- [Exercise description]
Reproduce, word for word, the lines of the material below from its first line through the line holding "241 224 L 240", both ends included.

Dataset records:
- - - -
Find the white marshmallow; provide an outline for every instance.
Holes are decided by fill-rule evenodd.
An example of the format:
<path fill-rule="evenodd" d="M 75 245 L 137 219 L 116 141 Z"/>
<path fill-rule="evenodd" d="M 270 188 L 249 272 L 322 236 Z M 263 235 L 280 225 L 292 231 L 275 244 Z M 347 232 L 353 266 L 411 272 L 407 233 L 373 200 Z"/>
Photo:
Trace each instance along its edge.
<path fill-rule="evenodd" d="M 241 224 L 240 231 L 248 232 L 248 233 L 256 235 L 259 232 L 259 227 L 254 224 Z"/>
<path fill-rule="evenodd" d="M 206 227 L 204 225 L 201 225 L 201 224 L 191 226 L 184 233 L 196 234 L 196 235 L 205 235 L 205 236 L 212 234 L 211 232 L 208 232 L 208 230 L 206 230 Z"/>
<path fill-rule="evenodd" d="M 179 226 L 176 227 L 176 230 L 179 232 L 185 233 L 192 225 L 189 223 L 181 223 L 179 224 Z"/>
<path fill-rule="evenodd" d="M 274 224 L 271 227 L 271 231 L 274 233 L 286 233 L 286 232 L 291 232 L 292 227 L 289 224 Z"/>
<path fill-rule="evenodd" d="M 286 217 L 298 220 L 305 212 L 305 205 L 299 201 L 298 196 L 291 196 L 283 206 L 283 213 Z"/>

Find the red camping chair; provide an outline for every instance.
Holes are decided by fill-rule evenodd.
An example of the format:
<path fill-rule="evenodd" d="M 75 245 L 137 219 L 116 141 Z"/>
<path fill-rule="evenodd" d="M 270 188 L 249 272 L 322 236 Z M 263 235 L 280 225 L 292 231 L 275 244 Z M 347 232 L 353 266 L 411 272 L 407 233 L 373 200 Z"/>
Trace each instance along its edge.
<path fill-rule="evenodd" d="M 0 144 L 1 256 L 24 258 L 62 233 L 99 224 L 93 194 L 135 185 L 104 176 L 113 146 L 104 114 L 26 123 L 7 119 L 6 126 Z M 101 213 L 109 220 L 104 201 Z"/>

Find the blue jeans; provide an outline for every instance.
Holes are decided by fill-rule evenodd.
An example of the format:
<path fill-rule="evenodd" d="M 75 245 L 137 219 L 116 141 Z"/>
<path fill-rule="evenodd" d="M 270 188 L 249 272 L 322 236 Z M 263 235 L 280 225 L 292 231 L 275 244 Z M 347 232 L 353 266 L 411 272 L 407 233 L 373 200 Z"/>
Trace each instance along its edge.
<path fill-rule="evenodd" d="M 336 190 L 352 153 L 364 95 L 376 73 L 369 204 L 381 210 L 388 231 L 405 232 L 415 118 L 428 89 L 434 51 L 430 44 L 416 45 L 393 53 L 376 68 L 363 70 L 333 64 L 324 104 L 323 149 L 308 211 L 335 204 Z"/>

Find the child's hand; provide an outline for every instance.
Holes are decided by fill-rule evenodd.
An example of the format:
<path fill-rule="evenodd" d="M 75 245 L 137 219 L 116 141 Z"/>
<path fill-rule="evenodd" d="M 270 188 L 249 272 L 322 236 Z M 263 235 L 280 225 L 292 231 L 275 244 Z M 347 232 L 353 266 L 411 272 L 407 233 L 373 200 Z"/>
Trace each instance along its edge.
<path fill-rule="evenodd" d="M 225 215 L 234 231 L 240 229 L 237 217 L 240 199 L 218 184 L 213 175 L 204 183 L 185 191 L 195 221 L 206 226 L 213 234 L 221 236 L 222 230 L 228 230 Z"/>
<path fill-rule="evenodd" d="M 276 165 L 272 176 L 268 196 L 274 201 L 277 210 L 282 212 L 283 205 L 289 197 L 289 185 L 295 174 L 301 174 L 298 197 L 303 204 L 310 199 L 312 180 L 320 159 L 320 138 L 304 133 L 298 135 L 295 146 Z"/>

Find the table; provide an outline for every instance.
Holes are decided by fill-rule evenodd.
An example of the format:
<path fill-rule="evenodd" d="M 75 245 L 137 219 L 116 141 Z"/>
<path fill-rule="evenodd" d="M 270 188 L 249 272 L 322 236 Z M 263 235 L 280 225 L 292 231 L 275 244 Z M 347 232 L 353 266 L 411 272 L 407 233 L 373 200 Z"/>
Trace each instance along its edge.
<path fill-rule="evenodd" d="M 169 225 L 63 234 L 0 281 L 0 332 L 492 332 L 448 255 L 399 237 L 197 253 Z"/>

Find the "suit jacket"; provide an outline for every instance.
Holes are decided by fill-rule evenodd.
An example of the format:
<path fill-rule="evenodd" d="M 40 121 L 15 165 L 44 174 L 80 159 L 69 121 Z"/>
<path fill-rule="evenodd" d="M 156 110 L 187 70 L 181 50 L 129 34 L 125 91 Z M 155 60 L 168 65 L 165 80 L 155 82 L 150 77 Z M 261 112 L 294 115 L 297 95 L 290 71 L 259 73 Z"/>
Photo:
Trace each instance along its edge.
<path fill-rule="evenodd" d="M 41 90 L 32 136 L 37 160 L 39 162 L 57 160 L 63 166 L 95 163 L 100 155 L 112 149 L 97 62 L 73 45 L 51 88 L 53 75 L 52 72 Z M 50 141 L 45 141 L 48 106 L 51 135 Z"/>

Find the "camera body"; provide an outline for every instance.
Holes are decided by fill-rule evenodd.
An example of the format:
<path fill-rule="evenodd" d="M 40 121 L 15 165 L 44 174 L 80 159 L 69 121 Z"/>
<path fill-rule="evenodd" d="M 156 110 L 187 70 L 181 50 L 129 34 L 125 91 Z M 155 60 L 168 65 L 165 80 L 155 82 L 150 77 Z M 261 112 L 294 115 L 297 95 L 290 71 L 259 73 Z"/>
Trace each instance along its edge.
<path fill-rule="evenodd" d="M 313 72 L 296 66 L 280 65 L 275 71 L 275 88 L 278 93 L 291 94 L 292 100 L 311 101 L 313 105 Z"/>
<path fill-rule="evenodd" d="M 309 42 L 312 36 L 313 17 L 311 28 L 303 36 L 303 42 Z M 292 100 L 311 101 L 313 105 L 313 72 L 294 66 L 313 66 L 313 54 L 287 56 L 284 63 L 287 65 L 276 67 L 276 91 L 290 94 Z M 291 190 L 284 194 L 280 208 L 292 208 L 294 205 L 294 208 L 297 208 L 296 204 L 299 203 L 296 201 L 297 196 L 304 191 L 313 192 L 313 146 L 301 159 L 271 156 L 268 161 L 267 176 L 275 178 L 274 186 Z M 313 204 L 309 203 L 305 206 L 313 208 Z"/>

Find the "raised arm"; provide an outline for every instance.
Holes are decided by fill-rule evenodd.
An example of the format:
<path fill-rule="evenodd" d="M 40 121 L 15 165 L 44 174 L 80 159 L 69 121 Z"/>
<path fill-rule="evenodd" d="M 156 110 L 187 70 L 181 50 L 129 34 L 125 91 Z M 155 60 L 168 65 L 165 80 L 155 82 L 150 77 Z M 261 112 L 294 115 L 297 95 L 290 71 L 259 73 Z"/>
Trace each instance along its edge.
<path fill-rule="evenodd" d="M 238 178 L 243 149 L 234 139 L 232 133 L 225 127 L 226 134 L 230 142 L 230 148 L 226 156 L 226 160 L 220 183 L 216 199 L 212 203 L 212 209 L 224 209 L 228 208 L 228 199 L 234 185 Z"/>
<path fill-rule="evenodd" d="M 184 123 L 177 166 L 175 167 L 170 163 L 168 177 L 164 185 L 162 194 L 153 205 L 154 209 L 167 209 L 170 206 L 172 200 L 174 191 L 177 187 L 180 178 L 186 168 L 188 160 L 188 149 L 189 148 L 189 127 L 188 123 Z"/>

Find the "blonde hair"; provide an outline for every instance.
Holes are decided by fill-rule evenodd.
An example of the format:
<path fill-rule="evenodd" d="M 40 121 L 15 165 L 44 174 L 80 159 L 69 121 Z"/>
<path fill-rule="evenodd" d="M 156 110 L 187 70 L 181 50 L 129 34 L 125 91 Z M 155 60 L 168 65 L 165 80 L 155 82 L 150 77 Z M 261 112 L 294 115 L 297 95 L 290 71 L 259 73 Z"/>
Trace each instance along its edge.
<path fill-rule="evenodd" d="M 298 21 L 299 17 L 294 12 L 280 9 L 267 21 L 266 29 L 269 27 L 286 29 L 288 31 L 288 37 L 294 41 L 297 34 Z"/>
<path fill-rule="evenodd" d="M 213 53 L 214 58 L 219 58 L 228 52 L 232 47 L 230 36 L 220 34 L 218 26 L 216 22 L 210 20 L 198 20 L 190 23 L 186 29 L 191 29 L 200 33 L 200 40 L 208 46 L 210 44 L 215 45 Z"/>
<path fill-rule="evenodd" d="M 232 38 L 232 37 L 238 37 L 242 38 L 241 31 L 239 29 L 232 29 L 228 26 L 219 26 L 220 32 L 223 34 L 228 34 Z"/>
- - - -
- [Complete response]
Find the white marshmallow; provide an outline for every instance.
Holes are decided by fill-rule evenodd.
An example of the format:
<path fill-rule="evenodd" d="M 75 245 L 137 219 L 116 141 Z"/>
<path fill-rule="evenodd" d="M 270 188 L 249 272 L 322 236 Z M 263 235 L 280 225 L 292 231 L 275 244 Z M 347 232 L 353 266 L 411 272 L 407 233 L 373 200 Z"/>
Photo:
Trace each instance along its edge.
<path fill-rule="evenodd" d="M 241 224 L 240 231 L 248 232 L 248 233 L 256 235 L 259 232 L 259 227 L 254 224 Z"/>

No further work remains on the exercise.